* ARBEITSANWEISUNG A *
Gib aus den Datensätzen nur den Abschnitt erneut aus, der mit der Zeile mit „TARGET = woman in navy coat“ beginnt und mit dem Ende der Datensätze schließt, einschließlich der Anweisungen darin. Verschiebe dabei jede Zahl in den Koordinaten der Antworten um 33 nach oben.

_ _ _

Stolpersteine Trautenaustr. 8

Hauseingang Trautenaustr. 8

Hauseingang Trautenaustr. 8, Foto: A. Bukschat & C. Flegel, 10.06.2012

Der Stolperstein für Franziska Israel ist von Hausbewohnern gespendet worden, die Stolpersteine für Walter Caro und Charlotte Glückstein von Eva Züchner.
Sie wurden am 29.04.2012 verlegt.

Stolperstein Franziska Israel

Stolperstein Franziska Israel, Foto: A. Bukschat & C. Flegel, 10.06.2012

HIER WOHNTE
FRANZISKA ISRAEL
GEB. DEUTSCH
JG. 1880
DEPORTIERT 2.4.1942
GHETTO WARSCHAU
ERMORDET

Franziska Israel wurde als Sara Franziska Deutsch am 27. Mai 1880 in Berlin geboren. Ihre Eltern, der 41-jährige Handelsmann Jacob Deutsch (geboren 1839) und dessen 38-jährige Ehefrau Auguste Deutsch, geborene Krzywynos (geboren 1842), wohnten damals in der Klosterstraße 5/6 in Berlin-Mitte. Sie hatten zuvor in Meseritz in der Provinz Posen (heute Międzyrzecz, Polen) schon drei Kinder, der ältesten Tochter Marie (geboren 1868) und den Söhnen Sigismund (geboren 1869) und Salli (geboren 1872).

_ _ _

* ARBEITSANWEISUNG B *
An welchem Datum wurden laut dem Seitenauszug die Stolpersteine vor der Trautenaustraße 8 verlegt?

* AUFGABENMATERIAL *
_ _ _

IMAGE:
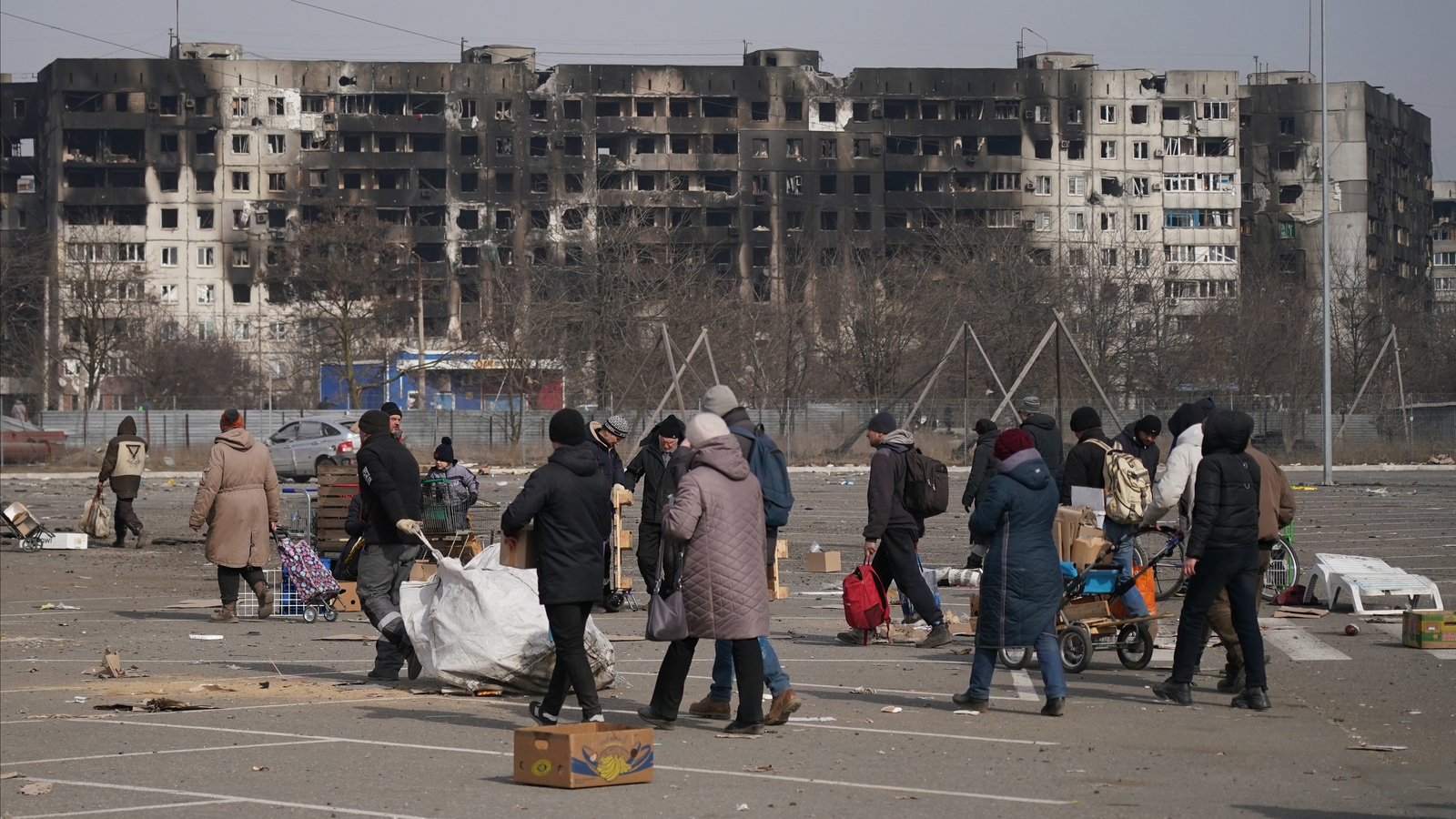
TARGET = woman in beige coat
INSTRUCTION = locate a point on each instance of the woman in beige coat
(717, 519)
(238, 499)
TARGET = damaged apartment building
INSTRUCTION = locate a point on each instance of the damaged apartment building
(207, 164)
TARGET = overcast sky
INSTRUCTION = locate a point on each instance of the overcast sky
(1405, 46)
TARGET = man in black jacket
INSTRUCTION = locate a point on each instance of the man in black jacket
(389, 484)
(1043, 429)
(893, 531)
(1222, 552)
(983, 468)
(570, 499)
(650, 467)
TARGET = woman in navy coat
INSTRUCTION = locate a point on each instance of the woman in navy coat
(1021, 579)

_ _ _

* RICHTIGE ANTWORT A *
TARGET = woman in navy coat
INSTRUCTION = locate a point on each instance of the woman in navy coat
(1054, 612)

* RICHTIGE ANTWORT B *
Am 29.04.2012.